▶ **GIVEN TEXT**:
Content starts
Dehradun: It’s an age of light-speed technology and people want things to be available at a faster rate. But it’s not only humans who are seemingly moving at a fast and furious pace but animals too. Silkworms, spinning smooth silk, have joined the swift league.

A recent breakthrough in research has accelerated the pace of silkworms which now are able to produce silk in 12 hours. Earlier, the worms used to spin silk in 36 hours.

In an advancement that could enable the large-scale production of faster, smoother and softer silk, researchers have developed a spray that increases the rate of spinning silk by silkworms to three times.

This was all made possible through the efforts of scientists at Forest Research Institute (FRI) located in Dehradun. The feat has been achieved by the scientists of chemistry department after four years of rigorous research.

According to Dr Rashmi working on the project, the spray increases the work efficiency of silkworms thus enhancing their rate of spinning.

“The spray has been named ‘Samridhi’. It is sprayed on the mulberry leaves and at times on the silkworms. The medicine enables the silkworm to spin the silk three times faster than the normal time,” she said.
Content ends
▶ **RECORDS SUPPLIED**:
Content starts
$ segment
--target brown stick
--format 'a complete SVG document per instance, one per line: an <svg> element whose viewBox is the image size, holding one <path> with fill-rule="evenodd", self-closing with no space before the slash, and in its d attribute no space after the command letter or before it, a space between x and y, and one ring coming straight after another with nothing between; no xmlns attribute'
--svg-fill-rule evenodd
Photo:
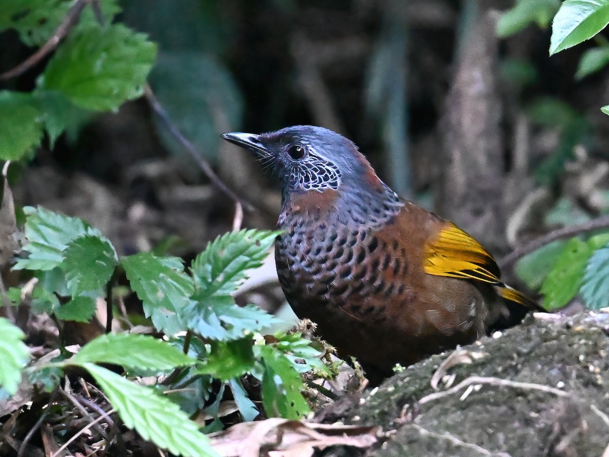
<svg viewBox="0 0 609 457"><path fill-rule="evenodd" d="M220 191L226 195L231 200L233 200L236 203L240 203L244 208L245 209L252 211L254 209L253 206L252 206L250 203L244 201L242 199L240 198L233 191L229 189L228 187L222 182L216 172L212 169L211 166L207 163L205 160L201 157L201 155L197 151L195 147L192 145L186 138L182 135L182 133L178 129L177 126L172 122L171 119L167 115L167 113L161 104L159 103L158 99L157 96L154 94L154 92L152 91L152 88L149 85L146 85L146 88L144 90L144 94L146 99L148 100L148 102L150 104L150 107L152 110L157 113L161 121L163 121L163 124L169 130L169 133L171 133L184 147L190 154L192 159L197 163L199 165L199 168L201 171L209 179L209 180L213 183Z"/></svg>
<svg viewBox="0 0 609 457"><path fill-rule="evenodd" d="M0 81L5 81L7 79L16 77L34 66L43 58L55 51L59 46L59 43L69 33L72 27L78 23L79 19L80 18L80 13L85 7L95 1L97 1L97 0L76 0L72 7L70 8L69 11L68 12L66 17L63 18L62 23L55 30L55 33L51 36L46 43L16 67L0 74Z"/></svg>
<svg viewBox="0 0 609 457"><path fill-rule="evenodd" d="M533 239L524 246L517 247L511 253L508 254L499 260L498 264L501 269L511 268L519 259L546 244L549 244L552 241L555 241L557 239L570 238L578 235L582 235L582 233L602 228L609 228L609 216L599 218L599 219L589 221L583 224L569 225L568 227L551 232L549 233Z"/></svg>

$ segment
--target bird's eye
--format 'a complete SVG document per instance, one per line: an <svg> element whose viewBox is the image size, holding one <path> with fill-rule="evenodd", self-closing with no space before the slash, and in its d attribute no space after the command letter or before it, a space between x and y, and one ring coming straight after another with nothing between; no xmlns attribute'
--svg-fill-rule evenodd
Content ends
▶ **GOAL OF THE EXERCISE**: Continue the news text about the silkworm spray, starting after its final sentence. The records are unrelated to the text about silkworm silk production and stand apart from it.

▶ **SOLVED EXERCISE**:
The study also revealed that the new silk developed in lesser time was better in quality and smoother to touch when compared to normal silk.

“Having experimented with the spray, the companies would now be invited for its production commercially. But before this, we would be filling a patent for the developed spray technique. The technique is expected to benefit not only the government institutes preparing the spray silk but also the silk weavers,” Dr Rashmi concluded.

Silk facts

# Reduction in spinning time would reduce man power expense.
# More silk would be developed in lesser time.
# Samridhi spray is prepared from weeds. 20 grams of medicine is prepared from one kg of weed.
# Post production, the 10 ml of spray is available at affordable prices of Rs 15-20.
# A single bottle of ‘Samridhi’ can be sprayed on 900 silk worms.